START SOURCE EXCERPT

#Learn365 Day-11: Cache Poisoned Denial of Service (CPDos)
AIO Resource: cpdos.org
- One of a kind of Web Cache Poisoning attack that affects the resources used by an application to create a denial of service situation.

#bugbountytips #AppSec #infosec

# Working

The working of this attack is theoretically very simple to understand:

1. The attacker sends a request to the server containing a malicious header with a malicious value. This can be any random header.
ex: x-mal-example: tohackthehacker
2. This request is first processed by the intermediate cache server to check if the copy exists.
3. The cache server forwards the attacker's request with malicious headers to the origin server as it doesn't store a fresh copy of the requested resource.
4. At the origin server, when this request comes, due to a malformed req bcz of a malicious header, the origin server returns an error page back to the intermediate cache server.
5. The cache server stores this error page considering it as a fresh copy of the req resource
6. Whenever someone visits this page next after the cache is poisoned they are presented with the error page/message instead of original content.

END SOURCE EXCERPT

▶ [WORK TO DO]:
1. Please repeat everything in the CPDoS write-up from "4. At the origin" down to "of original content.", keeping every word unchanged.
2. Carry on the CPDoS write-up from the point where it stops.

START INFORMATION PROVIDED

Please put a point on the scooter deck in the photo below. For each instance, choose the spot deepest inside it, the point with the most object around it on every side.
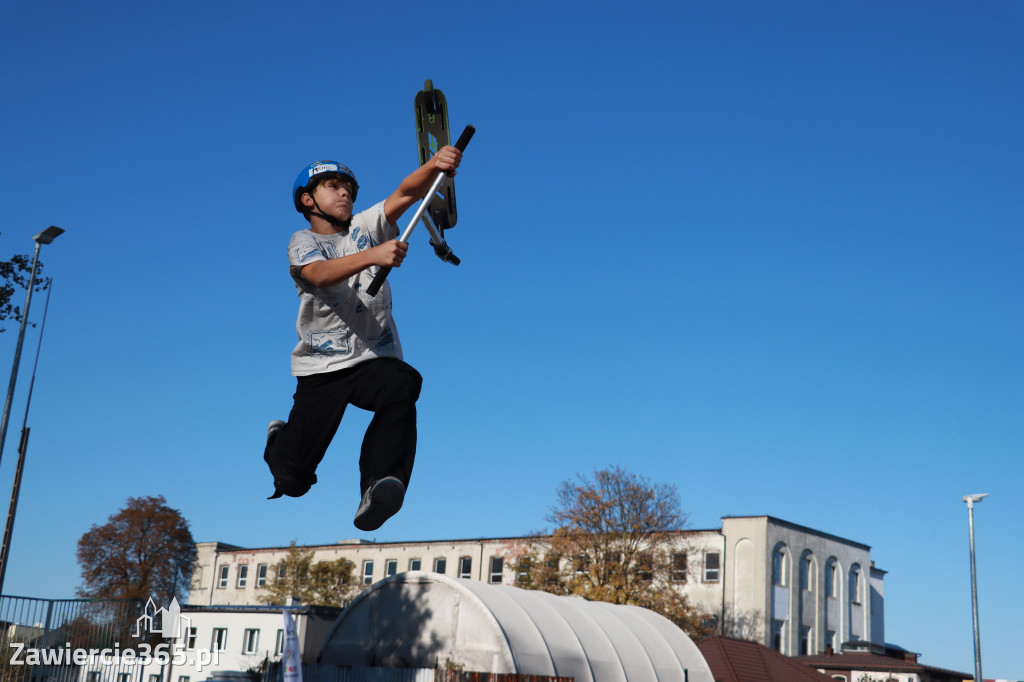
(432, 133)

END INFORMATION PROVIDED

▶ [ANSWER LIST]:
1.
4. At the origin server, when this request comes, due to a malformed req bcz of a malicious header, the origin server returns an error page back to the intermediate cache server.
5. The cache server stores this error page considering it as a fresh copy of the req resource
6. Whenever someone visits this page next after the cache is poisoned they are presented with the error page/message instead of original content.

2.
This issue doesn't affect the integrity of the origin server but the cache server is fooled to store an invalid page that is...
..served to the legitimate user making the original content unavailable.

# Types of CPDoS Attacks
1. HTTP Header Oversize (HHO)
2. HTTP Meta Character (HMC)
3. HTTP Method Override (HMO)

- It is possible to perform a CPDoS attack by abusing Hop-by-Hop Headers.
# HTTP Header Oversize

The HTTP Standard hasn't defined any size limit for the HTTP Request Headers. This thing can be utilized by an attacker to perform a multitude of attacks. This is the base for HHO based CPDoS Attack.
- HHO CPDoS attacks work in scenarios where a web app uses a cache that accepts a larger header size limit than the origin server.
- A malicious client sends an HTTP GET request including a header larger than the size supported by the origin server but smaller than.......
.... the size supported by the cache.
- Working is similar to the above-described method, however, the header is sent like this:

X-Oversized-Header-x: Big_Value

- Upon receiving this the origin server will not be able to handle this and will return with Header.....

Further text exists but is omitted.